→ **Text excerpt**
● ● ● ● ●
Task4. Add l2 regularization (or l1-regularization) of the weights to your loss function. For neural networks this is
called weight decay. An alternate form of regularization that is sometimes used is early stopping, which is
stopping training when the error on a validation set stops decreasing.

To check whether the model is overfitting, we print both the training and validation losses.

In [1]:
import numpy as np
from scipy.io import loadmat


def standardizeCols(M, mu=None, sigma2=None):
    M = M.astype(float)  # Ensure M is float for precision
    nrows, ncols = M.shape
    if mu is None or sigma2 is None:
        mu = np.mean(M, axis=0)
        sigma2 = np.std(M, axis=0)
        sigma2[sigma2 < np.finfo(float).eps] = 1  # Avoid division by zero
    S = M - mu  # Subtract mean
    if ncols > 0:
        S = S / sigma2  # Divide by standard deviation
    return S, mu, sigma2


def form_weights(w, nVars, nHidden, nLabels):
    offset = 0
    inputWeights = w[offset:nVars * nHidden[0]].reshape(nVars, nHidden[0])
    offset += nVars * nHidden[0]
    hiddenWeights = []
    for h in range(1, len(nHidden)):
        size = nHidden[h-1] * nHidden[h]
        hiddenWeights.append(
            w[offset:offset+size].reshape(nHidden[h-1], nHidden[h]))
        offset += size
    outputWeights = w[offset:offset + nHidden[-1]
                      * nLabels].reshape(nHidden[-1], nLabels)
    return inputWeights, hiddenWeights, outputWeights


def sech2(x):
    return 1 - np.tanh(x)**2

In [2]:
def MLPclassificationPredict(w, X, nHidden, nLabels):
    nInstances, nVars = X.shape
    inputWeights, hiddenWeights, outputWeights = form_weights(w, nVars, nHidden, nLabels)
    activations = X
    for h in range(len(nHidden)):
        activations = np.tanh(activations @ (inputWeights if h == 0 else hiddenWeights[h-1]))
    y = activations @ outputWeights
    y = np.argmax(y, axis=1, keepdims=True) + 1
    return y

def MLPclassificationLoss(w, X, y, nHidden, nLabels):
    nInstances, nVars = X.shape
    inputWeights, hiddenWeights, outputWeights = form_weights(w, nVars, nHidden, nLabels)

    activations = [X]
    for h in range(len(nHidden)):
        z = activations[-1] @ (inputWeights if h == 0 else hiddenWeights[h-1])
        a = np.tanh(z)
        activations.append(a)
    yhat = activations[-1] @ outputWeights
    f = np.sum((yhat - y)**2)  # Loss

    gOutput = 2 * activations[-1].T @ (yhat - y)
    gHidden = []
    delta = 2 * (yhat - y) @ outputWeights.T * sech2(activations[-1])
    for h in range(len(nHidden) - 1, 0, -1):
        gHidden.append(activations[h].T @ delta)
● ● ● ● ●
→ **Data entries**
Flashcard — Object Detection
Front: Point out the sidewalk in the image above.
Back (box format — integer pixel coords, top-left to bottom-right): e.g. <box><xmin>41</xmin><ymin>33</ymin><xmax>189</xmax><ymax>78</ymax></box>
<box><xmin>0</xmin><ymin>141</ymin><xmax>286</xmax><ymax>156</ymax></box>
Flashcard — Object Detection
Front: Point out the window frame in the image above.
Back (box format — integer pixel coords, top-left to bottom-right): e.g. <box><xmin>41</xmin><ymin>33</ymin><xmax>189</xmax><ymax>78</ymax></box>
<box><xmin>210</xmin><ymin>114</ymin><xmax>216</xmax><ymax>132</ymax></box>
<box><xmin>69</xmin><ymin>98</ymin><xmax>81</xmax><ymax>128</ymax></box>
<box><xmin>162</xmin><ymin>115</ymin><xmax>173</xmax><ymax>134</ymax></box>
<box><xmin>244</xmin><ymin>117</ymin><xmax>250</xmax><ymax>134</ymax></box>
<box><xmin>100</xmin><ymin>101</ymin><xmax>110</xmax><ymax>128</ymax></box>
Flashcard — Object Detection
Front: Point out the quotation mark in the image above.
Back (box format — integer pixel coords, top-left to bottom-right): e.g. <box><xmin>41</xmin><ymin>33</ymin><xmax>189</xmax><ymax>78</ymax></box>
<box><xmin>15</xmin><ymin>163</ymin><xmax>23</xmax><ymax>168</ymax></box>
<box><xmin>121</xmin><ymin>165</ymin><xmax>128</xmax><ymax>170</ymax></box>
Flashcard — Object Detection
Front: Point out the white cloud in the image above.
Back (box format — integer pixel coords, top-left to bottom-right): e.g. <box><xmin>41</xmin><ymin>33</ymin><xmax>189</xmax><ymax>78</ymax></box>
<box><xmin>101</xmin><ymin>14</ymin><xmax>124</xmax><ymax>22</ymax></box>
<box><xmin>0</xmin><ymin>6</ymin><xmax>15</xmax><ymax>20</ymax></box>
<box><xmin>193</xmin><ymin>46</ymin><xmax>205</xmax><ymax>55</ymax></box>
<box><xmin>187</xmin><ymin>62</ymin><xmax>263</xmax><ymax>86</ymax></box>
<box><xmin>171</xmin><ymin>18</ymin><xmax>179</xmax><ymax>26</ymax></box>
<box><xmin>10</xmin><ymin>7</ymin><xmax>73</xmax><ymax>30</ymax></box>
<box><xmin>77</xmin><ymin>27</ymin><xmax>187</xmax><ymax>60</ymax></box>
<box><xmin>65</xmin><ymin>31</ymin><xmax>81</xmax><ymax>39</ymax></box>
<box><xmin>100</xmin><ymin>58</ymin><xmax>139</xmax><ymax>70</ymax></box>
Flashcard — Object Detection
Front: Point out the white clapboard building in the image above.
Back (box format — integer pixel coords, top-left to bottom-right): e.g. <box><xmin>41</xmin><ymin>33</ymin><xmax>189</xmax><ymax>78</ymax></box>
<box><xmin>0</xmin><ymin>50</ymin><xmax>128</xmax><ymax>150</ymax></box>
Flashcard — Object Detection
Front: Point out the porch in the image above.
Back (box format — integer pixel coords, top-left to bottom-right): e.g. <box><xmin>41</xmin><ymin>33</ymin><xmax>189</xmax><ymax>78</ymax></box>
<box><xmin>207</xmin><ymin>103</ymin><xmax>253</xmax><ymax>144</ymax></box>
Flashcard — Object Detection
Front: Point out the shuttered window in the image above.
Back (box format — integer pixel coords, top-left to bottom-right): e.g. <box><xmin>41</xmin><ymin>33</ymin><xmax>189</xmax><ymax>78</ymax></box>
● ● ● ● ●
→ **Given instruction A**
In the neural network regularization notebook, what is the name for adding l2 regularization of the weights to the loss function of a neural network?
→ **Given instruction B**
Extend the neural network regularization notebook, picking up right after its final line of code.

→ **Result A**
Weight decay.

→ **Result B**
        delta = (delta @ hiddenWeights[h-1].T) * sech2(activations[h])
    gHidden.append(activations[0].T @ delta)
    gHidden.reverse()

    gradients = [gHidden[0].flatten()]
    for g in gHidden[1:]:
        gradients.append(g.flatten())
    gradients.append(gOutput.flatten())
    g = np.concatenate(gradients)

    return f, g.reshape(-1, 1)

### Early stopping

In [9]:
data = loadmat('digits.mat')
X = data['X']
y = data['y'].flatten()
yvalid = data['yvalid']
ytest = data['ytest']

n, d = X.shape  # 5000, 256
nLabels = np.max(y)  # 10
yExpanded = 2 * np.eye(nLabels)[y - 1] - 1  # turn into one-hot vector
t = data['Xvalid'].shape[0]  # 5000
t2 = data['Xtest'].shape[0]  # 1000


# Standardize columns and add bias
X, mu, sigma = standardizeCols(X)
X = np.hstack([np.ones((n, 1)), X])

# Apply the same transformation to the validation/test data
Xvalid, _, _ = standardizeCols(data['Xvalid'], mu, sigma)
Xvalid = np.hstack([np.ones((t, 1)), Xvalid])

Xtest, _, _ = standardizeCols(data['Xtest'], mu, sigma)
Xtest = np.hstack([np.ones((t2, 1)), Xtest])


nHidden = [10]
d += 1

nParams = d * nHidden[0]
nParams += sum(nHidden[h-1] * nHidden[h] for h in range(1, len(nHidden)))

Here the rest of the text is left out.